[WHAT YOU NEED TO DO]: Reproduce the data below word for word, starting at the line that contains "the brick wall" and ending at the last line of the data.

[INFORMATION PROVIDED]:
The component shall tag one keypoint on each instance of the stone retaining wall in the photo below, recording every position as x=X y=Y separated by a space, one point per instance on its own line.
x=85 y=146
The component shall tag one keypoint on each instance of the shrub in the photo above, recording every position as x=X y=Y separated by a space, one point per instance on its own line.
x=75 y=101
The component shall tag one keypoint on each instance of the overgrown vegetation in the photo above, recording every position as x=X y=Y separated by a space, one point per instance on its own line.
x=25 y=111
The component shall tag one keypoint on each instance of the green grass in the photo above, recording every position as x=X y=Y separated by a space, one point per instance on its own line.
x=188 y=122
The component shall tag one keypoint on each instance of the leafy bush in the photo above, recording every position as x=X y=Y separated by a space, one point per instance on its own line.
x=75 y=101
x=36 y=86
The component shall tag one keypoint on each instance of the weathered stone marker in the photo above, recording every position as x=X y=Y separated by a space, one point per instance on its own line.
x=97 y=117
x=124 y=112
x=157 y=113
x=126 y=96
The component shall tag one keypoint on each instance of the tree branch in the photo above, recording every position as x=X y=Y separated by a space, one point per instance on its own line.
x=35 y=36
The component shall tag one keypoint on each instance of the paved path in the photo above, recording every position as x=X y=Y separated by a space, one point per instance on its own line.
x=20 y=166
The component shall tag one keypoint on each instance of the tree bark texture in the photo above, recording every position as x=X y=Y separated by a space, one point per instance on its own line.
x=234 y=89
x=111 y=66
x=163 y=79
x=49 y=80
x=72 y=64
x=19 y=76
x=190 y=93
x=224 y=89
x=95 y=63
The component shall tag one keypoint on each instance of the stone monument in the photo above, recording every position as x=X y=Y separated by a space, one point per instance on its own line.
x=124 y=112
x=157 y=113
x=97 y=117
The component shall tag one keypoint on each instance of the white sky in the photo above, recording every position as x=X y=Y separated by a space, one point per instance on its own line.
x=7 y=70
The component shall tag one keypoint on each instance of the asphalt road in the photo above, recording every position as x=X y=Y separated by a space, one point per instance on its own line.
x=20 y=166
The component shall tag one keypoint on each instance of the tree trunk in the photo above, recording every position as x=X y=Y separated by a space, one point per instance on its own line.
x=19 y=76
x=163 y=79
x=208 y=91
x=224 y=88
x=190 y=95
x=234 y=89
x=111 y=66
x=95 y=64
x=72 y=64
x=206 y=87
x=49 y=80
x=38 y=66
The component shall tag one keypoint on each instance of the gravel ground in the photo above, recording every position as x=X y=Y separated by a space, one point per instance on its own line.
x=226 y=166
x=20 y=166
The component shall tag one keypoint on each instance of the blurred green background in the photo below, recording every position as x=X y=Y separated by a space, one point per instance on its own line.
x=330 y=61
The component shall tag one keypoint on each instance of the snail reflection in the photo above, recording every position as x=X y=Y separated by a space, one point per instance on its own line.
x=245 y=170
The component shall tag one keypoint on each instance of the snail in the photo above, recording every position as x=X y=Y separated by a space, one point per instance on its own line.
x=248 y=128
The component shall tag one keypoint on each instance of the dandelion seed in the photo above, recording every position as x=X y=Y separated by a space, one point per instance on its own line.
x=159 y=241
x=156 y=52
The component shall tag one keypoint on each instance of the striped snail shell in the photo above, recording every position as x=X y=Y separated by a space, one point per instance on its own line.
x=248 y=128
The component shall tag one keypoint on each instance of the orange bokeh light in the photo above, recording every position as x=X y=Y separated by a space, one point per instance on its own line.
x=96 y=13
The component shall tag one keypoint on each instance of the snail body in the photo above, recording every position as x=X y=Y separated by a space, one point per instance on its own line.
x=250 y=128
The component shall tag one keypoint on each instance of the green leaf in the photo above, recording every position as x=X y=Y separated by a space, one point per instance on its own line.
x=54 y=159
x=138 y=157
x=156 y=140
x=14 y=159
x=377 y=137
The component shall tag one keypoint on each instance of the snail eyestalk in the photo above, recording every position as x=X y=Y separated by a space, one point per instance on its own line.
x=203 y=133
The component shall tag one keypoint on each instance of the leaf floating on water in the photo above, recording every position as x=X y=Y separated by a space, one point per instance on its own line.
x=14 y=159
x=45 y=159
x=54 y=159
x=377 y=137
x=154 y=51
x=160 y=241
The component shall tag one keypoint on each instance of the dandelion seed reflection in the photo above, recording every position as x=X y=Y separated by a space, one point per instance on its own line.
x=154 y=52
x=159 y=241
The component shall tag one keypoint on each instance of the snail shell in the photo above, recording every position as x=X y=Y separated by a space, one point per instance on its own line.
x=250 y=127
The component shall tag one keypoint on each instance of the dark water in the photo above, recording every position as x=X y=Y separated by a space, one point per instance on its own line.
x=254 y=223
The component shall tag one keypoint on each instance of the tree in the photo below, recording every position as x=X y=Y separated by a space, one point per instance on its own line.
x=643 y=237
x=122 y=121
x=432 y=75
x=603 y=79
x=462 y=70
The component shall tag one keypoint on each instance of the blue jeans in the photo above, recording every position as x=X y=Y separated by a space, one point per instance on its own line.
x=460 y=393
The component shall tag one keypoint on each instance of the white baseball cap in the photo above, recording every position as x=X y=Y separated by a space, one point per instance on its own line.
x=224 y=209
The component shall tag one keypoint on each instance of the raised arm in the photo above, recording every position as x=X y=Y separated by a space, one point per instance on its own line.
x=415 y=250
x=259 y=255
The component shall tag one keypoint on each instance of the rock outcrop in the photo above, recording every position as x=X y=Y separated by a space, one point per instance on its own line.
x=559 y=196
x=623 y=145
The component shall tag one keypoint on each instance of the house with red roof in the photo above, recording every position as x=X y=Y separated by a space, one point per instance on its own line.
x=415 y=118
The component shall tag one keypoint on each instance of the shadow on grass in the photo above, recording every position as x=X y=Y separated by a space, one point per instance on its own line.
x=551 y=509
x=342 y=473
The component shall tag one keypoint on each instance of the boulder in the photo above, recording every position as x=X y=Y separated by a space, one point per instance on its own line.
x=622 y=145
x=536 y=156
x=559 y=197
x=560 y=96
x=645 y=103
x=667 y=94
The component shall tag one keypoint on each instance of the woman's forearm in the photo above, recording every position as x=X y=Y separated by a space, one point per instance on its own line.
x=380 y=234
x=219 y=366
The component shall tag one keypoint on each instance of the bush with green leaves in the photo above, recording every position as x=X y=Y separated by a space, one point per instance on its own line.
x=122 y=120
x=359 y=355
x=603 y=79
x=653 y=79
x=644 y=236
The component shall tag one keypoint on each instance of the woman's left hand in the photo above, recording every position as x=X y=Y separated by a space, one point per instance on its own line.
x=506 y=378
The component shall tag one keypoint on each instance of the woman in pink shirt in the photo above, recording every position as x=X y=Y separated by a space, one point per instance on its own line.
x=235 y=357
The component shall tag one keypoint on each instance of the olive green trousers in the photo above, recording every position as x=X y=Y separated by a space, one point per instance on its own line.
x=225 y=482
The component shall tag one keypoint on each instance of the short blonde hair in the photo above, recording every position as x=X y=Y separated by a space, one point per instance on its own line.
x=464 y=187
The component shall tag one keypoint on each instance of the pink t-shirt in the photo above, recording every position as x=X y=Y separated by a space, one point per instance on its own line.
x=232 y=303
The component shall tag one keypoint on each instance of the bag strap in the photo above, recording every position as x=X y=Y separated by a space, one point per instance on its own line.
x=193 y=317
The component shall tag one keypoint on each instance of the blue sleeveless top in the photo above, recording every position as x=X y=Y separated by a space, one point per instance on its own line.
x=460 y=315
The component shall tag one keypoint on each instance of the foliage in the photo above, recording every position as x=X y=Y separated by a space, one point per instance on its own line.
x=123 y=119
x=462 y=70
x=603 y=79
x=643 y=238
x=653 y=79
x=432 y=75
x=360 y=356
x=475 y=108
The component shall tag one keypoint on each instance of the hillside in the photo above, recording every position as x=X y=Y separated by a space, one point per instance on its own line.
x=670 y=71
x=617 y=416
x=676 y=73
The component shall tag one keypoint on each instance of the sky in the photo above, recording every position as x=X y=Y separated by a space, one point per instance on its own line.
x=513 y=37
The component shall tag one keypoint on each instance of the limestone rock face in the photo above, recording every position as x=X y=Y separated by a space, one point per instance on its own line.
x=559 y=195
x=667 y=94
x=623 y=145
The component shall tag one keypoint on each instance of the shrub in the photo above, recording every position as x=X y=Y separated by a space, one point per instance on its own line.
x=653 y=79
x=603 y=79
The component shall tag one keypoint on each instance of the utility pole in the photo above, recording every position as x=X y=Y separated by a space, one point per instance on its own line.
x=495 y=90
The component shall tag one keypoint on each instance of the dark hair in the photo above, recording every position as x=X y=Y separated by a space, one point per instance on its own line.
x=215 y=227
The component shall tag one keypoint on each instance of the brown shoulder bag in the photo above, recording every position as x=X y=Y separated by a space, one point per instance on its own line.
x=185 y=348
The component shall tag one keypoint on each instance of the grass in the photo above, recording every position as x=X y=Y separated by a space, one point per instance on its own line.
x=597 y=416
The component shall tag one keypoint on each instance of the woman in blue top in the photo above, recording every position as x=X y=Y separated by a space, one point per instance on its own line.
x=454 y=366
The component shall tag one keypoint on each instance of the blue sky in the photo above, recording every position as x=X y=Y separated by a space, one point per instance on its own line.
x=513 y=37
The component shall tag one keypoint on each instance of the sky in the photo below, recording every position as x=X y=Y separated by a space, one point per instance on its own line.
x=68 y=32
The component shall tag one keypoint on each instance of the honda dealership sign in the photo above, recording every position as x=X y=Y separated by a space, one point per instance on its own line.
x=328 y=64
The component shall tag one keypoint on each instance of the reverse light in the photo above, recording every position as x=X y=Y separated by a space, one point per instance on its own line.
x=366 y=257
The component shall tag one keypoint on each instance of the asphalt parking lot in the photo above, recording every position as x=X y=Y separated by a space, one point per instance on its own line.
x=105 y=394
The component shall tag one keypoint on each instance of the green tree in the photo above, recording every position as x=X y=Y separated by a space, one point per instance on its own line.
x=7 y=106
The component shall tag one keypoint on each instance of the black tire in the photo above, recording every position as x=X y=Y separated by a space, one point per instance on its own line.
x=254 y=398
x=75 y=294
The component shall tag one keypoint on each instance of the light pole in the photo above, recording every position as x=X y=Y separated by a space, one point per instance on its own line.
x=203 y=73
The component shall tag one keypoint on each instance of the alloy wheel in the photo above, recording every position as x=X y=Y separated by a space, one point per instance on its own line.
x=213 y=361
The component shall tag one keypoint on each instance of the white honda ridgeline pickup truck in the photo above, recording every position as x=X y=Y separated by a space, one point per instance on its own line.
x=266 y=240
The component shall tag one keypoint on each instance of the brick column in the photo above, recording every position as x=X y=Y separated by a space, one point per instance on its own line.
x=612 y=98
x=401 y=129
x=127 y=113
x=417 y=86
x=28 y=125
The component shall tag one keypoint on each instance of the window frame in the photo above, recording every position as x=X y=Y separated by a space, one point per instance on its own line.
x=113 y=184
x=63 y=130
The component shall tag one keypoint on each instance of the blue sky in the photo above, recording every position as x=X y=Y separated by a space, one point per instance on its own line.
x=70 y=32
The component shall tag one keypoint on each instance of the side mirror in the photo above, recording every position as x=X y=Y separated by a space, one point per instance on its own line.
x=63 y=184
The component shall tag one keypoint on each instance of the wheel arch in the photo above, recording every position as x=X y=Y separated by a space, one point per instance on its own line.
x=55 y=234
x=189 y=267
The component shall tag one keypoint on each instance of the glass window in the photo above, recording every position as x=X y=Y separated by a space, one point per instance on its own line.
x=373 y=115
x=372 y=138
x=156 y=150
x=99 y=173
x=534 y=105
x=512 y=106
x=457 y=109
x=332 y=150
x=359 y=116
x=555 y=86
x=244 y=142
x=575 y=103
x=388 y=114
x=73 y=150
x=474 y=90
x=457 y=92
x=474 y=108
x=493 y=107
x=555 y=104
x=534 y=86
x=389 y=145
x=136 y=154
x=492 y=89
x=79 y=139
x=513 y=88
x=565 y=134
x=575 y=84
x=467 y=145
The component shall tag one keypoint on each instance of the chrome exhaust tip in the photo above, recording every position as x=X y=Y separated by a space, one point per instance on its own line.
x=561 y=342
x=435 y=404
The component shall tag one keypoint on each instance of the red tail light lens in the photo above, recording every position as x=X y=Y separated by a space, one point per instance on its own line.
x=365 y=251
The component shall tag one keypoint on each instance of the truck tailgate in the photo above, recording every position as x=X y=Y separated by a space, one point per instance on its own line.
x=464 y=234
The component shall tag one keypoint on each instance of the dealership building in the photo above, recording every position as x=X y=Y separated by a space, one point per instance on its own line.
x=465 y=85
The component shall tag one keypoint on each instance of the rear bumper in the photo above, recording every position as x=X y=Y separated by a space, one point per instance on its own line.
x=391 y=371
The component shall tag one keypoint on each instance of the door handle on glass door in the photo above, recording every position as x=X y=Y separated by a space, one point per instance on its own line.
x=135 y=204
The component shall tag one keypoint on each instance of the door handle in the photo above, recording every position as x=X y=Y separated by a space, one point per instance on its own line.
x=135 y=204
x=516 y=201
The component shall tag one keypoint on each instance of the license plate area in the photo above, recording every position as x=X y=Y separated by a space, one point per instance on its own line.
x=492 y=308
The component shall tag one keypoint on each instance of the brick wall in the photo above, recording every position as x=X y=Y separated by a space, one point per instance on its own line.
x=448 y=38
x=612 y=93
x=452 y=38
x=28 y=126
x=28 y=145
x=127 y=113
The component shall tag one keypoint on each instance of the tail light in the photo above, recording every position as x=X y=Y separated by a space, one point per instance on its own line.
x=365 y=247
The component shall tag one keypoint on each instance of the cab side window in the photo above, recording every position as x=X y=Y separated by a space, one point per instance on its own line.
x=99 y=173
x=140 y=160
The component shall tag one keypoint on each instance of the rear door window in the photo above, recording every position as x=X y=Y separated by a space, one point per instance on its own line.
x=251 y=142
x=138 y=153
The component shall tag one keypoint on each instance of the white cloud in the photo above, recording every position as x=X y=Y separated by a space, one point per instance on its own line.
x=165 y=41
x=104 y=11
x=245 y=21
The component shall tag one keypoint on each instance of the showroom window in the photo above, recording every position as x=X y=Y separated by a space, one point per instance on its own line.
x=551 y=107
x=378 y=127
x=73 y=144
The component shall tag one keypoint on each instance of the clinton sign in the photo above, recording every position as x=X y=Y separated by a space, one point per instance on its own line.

[PROBLEM SOLUTION]:
The component shall tag one keypoint on each instance of the brick wall in the photo above, recording every position as x=X y=Y separated by a space, one point per instance on its own line.
x=448 y=38
x=612 y=93
x=452 y=38
x=28 y=126
x=28 y=145
x=127 y=113
The component shall tag one keypoint on each instance of the tail light in the photo above, recording every position as x=X y=Y separated by a space, one point per instance on its own line.
x=365 y=247
The component shall tag one keypoint on each instance of the cab side window in the photo above, recording every position as x=X y=Y separated by a space, one point per instance on its own line.
x=99 y=173
x=140 y=160
The component shall tag one keypoint on each instance of the rear door window in the photo above, recording every position as x=X y=Y separated by a space, one point per instance on its own line.
x=251 y=142
x=138 y=153
The component shall tag one keypoint on each instance of the white cloud in the photo above, recording every position as x=X y=Y separated by a space, one point per instance on its own line.
x=165 y=41
x=104 y=11
x=245 y=21
The component shall tag one keypoint on each instance of the showroom window in the photo above, recording every position as x=X y=Y separated by a space, one point per instance on its own line.
x=551 y=107
x=378 y=127
x=73 y=144
The component shall tag one keypoint on each instance of the clinton sign in the photo above, recording every position as x=X y=Y separated by a space, one point per instance on its own line.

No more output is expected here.